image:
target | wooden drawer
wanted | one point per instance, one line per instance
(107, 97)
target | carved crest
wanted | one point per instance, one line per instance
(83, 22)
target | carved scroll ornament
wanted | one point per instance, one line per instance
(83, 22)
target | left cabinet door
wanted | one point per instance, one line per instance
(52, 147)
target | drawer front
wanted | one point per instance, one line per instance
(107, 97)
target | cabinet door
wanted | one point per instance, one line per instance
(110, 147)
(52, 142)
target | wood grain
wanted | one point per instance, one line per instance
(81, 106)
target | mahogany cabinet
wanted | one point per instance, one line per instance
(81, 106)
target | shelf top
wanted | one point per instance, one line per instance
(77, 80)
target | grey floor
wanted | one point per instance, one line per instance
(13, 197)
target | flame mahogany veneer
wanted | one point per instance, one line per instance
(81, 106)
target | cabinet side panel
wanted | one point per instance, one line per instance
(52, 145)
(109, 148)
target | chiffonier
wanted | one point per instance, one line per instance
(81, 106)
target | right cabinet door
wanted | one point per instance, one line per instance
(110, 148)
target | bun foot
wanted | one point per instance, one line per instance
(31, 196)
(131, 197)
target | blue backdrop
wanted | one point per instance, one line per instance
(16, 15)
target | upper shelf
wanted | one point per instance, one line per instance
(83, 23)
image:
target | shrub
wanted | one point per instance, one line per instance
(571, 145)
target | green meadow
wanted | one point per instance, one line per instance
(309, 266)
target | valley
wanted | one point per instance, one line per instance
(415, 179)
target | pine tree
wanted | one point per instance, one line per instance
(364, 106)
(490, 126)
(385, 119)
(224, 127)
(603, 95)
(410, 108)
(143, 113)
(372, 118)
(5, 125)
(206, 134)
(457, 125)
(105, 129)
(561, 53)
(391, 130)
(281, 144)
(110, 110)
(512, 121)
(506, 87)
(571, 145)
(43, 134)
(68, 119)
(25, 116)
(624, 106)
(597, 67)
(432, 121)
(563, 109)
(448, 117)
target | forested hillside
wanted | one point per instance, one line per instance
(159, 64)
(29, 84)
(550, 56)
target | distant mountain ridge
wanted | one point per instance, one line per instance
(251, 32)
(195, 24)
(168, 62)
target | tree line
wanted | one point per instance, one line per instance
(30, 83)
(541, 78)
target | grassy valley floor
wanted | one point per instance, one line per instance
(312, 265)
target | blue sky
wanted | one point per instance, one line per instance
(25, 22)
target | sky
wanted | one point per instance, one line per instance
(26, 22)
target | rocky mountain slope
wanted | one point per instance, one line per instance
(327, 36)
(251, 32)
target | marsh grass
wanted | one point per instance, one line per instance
******
**Goal**
Return the entries in full, keeping every line exactly as it is.

**Final result**
image:
target | wooden drawer
wanted | one point per instance, one line per instance
(107, 97)
target | carved crest
wanted | one point per instance, one line per instance
(83, 22)
target | carved scroll ornament
wanted | one point per instance, one line per instance
(83, 22)
target | left cabinet door
wanted | one point per instance, one line per instance
(52, 147)
target | drawer front
wanted | one point per instance, one line per instance
(107, 97)
target | cabinet door
wanted | one point per instance, one line per instance
(110, 147)
(52, 142)
target | wood grain
wanted | one point per instance, one line per instance
(81, 106)
target | mahogany cabinet
wanted | one point per instance, one line per instance
(81, 106)
target | shelf top
wanted | one point per instance, one line per instance
(77, 80)
target | grey floor
wanted | one point per instance, one line per instance
(13, 197)
target | flame mahogany veneer
wanted | one point per instance, one line per instance
(81, 106)
target | cabinet side panel
wanted | one point per instance, one line per instance
(52, 145)
(109, 148)
target | chiffonier
wanted | one point per instance, one line per instance
(81, 106)
target | right cabinet door
wanted | one point per instance, one line per instance
(110, 148)
target | bun foot
wanted | one point per instance, one line per instance
(31, 196)
(131, 197)
target | blue backdrop
wanted | one point per instance, one line per instance
(16, 15)
target | upper shelf
wanted | one point per instance, one line per instance
(83, 23)
image:
target | shrub
wanted | one point per instance, one line per instance
(571, 145)
target | green meadow
wanted | one point per instance, one line per instance
(309, 266)
target | valley
wanted | one point per instance, one line per instance
(415, 179)
target | pine tree
wanted | one point per instance, one line per instance
(364, 106)
(490, 126)
(385, 119)
(224, 127)
(603, 95)
(410, 108)
(143, 113)
(372, 118)
(5, 125)
(206, 134)
(457, 125)
(105, 129)
(561, 53)
(391, 130)
(281, 144)
(110, 110)
(512, 121)
(506, 87)
(571, 145)
(43, 134)
(68, 119)
(25, 116)
(624, 106)
(597, 67)
(432, 121)
(563, 109)
(448, 117)
target | forested hillside
wanted | one point per instance, one line per instance
(159, 64)
(29, 84)
(550, 56)
target | distant mountain ridge
wanted | one point per instance, one line per instance
(251, 32)
(195, 24)
(168, 62)
target | tree line
wanted | one point per instance, one line per instance
(30, 83)
(541, 78)
target | grassy valley floor
wanted | one point per instance, one line per instance
(312, 265)
target | blue sky
wanted | one point per instance, one line per instance
(25, 22)
target | sky
wanted | one point per instance, one line per instance
(26, 22)
target | rocky mountain slope
wanted | one point per instance, one line per instance
(327, 36)
(251, 32)
target | marsh grass
wanted | one point per instance, one line per instance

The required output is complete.